> [Exercise requirements] Would you print the whole listing again, word for word?

> [Task data]

========

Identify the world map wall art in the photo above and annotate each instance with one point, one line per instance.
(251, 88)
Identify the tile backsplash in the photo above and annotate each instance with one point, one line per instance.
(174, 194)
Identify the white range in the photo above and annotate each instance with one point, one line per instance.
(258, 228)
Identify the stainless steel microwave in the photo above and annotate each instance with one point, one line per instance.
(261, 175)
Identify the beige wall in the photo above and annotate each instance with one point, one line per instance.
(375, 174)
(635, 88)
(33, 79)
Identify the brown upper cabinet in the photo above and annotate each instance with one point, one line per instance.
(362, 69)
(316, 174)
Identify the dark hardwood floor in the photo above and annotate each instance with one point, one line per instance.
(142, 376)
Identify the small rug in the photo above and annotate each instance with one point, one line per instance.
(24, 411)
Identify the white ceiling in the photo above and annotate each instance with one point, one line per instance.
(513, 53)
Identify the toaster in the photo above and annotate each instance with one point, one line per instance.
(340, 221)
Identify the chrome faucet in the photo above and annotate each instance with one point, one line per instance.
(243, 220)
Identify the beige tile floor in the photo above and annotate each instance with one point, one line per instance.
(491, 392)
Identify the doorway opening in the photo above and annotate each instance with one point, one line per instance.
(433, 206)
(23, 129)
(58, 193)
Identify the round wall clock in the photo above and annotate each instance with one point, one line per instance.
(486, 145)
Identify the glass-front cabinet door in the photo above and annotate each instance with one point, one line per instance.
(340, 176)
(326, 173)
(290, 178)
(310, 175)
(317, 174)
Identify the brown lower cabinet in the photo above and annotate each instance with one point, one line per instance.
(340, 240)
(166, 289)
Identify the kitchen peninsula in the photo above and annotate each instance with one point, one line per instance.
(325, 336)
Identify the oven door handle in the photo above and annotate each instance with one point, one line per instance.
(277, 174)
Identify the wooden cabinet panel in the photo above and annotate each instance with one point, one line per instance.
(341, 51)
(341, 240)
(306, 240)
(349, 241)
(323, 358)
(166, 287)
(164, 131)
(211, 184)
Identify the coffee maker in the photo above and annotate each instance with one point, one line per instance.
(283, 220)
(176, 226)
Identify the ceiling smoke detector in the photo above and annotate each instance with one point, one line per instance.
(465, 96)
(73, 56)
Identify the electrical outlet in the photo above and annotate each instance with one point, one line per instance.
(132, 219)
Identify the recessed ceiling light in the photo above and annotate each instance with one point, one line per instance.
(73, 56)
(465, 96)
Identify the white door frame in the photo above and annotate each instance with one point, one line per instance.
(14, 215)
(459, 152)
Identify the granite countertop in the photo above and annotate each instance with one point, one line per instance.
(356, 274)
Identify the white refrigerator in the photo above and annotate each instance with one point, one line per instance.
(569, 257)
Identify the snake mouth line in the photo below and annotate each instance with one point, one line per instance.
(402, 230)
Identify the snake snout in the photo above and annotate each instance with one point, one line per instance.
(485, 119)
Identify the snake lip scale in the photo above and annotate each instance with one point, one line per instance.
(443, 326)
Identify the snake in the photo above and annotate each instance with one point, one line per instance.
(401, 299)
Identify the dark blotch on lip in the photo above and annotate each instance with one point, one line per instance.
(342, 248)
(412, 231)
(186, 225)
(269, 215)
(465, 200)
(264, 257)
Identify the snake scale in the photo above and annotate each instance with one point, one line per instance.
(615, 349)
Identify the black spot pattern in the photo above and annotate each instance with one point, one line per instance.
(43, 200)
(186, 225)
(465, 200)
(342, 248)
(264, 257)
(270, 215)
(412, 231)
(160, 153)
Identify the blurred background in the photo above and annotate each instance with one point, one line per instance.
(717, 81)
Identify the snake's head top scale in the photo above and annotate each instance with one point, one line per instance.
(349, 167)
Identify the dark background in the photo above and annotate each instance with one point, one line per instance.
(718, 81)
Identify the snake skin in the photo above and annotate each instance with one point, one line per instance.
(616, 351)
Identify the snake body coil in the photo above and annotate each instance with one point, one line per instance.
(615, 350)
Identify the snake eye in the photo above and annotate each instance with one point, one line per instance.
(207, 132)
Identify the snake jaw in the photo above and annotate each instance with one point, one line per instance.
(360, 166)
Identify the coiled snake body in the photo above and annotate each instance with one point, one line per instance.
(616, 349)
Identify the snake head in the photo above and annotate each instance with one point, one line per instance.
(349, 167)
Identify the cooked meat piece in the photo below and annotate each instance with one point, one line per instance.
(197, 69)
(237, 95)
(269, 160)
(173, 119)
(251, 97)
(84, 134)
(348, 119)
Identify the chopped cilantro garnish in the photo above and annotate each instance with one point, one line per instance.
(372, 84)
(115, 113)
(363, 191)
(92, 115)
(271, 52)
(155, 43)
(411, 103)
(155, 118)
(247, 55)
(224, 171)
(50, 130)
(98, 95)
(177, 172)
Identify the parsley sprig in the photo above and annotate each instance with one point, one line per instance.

========

> [Reply]
Identify the world map wall art in the photo above and annotate each instance with one point, one line per instance.
(251, 88)
Identify the tile backsplash in the photo above and annotate each instance with one point, one line per instance.
(174, 194)
Identify the white range in the photo above and annotate each instance with one point, one line per instance.
(258, 228)
Identify the stainless steel microwave in the photo above and annotate each instance with one point, one line per instance.
(261, 175)
Identify the beige wall in the photo above and annotate each instance with one point, one line per instance.
(375, 174)
(635, 88)
(33, 79)
Identify the brown upper cabinet in the photo above and annotate each instance with one point, one line per instance.
(362, 69)
(316, 174)
Identify the dark hardwood floor in the photo above and annotate each instance with one point, one line per instance.
(142, 376)
Identify the small rug in the photo above and annotate each instance with one point, one line per instance.
(24, 411)
Identify the white ceiling in the photo above and annotate each instance with one point, one line per instance.
(513, 53)
Identify the toaster in the photo above and annotate each instance with one point, one line per instance.
(340, 221)
Identify the chrome faucet in the photo above and annotate each instance with one point, one line per instance.
(243, 220)
Identify the beige tile floor in the photo above and annotate each instance with one point, one line per instance.
(491, 392)
Identify the doorway opening in the photo above and annotate each instance with one point, one line per instance.
(433, 206)
(23, 129)
(58, 193)
Identify the round wall clock in the photo above and annotate each instance with one point, one line per instance.
(486, 145)
Identify the glass-front cabinet door in the photo above and annotate each instance with one point, one line per instance.
(340, 176)
(326, 173)
(290, 178)
(310, 175)
(317, 174)
Identify the brown lower cabinet in the photo above and annotate each instance with one point, one line per instance.
(340, 240)
(166, 289)
Identify the kitchen peninsula in the photo above and annotate each instance with one point, one line per instance.
(325, 336)
Identify the oven door handle in the photo above and annotate each instance with one point, one line per instance.
(277, 174)
Identify the wooden cabinet panel in the photo above and annotate each instance with one point, one line per instance.
(341, 51)
(341, 240)
(306, 240)
(349, 241)
(323, 358)
(166, 287)
(164, 131)
(211, 184)
Identify the coffee maker in the photo above and annotate each instance with one point, one line per instance.
(283, 220)
(176, 226)
Identify the ceiling smoke detector in the photo above and annotate each instance with one point, one line per instance.
(465, 96)
(73, 56)
Identify the electrical outlet in the photo above and annotate each instance with one point, one line per instance.
(132, 219)
Identify the recessed ceiling light in the photo above and annotate each instance with one point, one line per instance.
(73, 56)
(465, 96)
Identify the white door frame in the photo above and annotate each instance with one point, one line per instance.
(14, 215)
(459, 152)
Identify the granite countertop in the photo above and annotate each instance with one point, one line per instance.
(356, 274)
Identify the white refrigerator in the photo above and annotate each instance with one point, one line per instance.
(569, 257)
Identify the snake mouth line in the photo below and annotate each instance with one point, one line per instance.
(402, 230)
Identify the snake snout in the photo above and annotate each instance with one point, one line per instance.
(485, 119)
Identify the snake lip scale in the photo above and annotate each instance with one point, one line per instance.
(443, 326)
Identify the snake in the photo above and annotate each instance with one point, one line per instance.
(401, 299)
Identify the dark blotch on lip in the photo above and annotate each instance with one point, one line per instance.
(342, 248)
(412, 231)
(186, 225)
(269, 215)
(465, 200)
(264, 257)
Identify the snake scale in the photo above and annotate each instance with one point, one line per instance.
(615, 349)
Identify the black spot pattern in the photo above and annotate each instance with one point, one line per instance.
(43, 200)
(186, 225)
(465, 200)
(342, 248)
(264, 257)
(270, 215)
(412, 231)
(160, 153)
Identify the blurred background in the photo above and annotate each instance with one point, one line per instance.
(717, 81)
Identify the snake's head top scale in the photo above and annotate each instance with one point, one line per instance.
(349, 167)
Identify the dark background in the photo above and annotate each instance with one point, one line per instance.
(718, 81)
Identify the snake skin in the photo above and annotate each instance with one point, one line per instance.
(616, 351)
Identify the snake body coil in the photo above and annotate each instance with one point, one line per instance.
(615, 350)
Identify the snake eye in the photo above and annotate each instance with one point, one line per instance.
(207, 132)
Identify the snake jaw in the photo above and annotate each instance with one point, one line per instance.
(360, 166)
Identify the coiled snake body in the photo above and annotate each instance with one point, one line per instance.
(616, 349)
Identify the snake head in the photo above and annotate each instance with one point, one line per instance.
(349, 167)
Identify the cooked meat piece in the photo below and annotate each instance with one point, one line per instance.
(197, 69)
(237, 95)
(269, 160)
(173, 119)
(251, 97)
(84, 134)
(348, 119)
Identify the chopped cilantro garnish in the photo above and annotate each instance with one point, one line per instance.
(372, 84)
(115, 113)
(363, 191)
(92, 115)
(271, 52)
(155, 43)
(411, 103)
(155, 118)
(247, 55)
(224, 171)
(50, 130)
(98, 95)
(177, 172)
Identify the parsley sprig in the photo above and annotate each instance with one point, one line per instance.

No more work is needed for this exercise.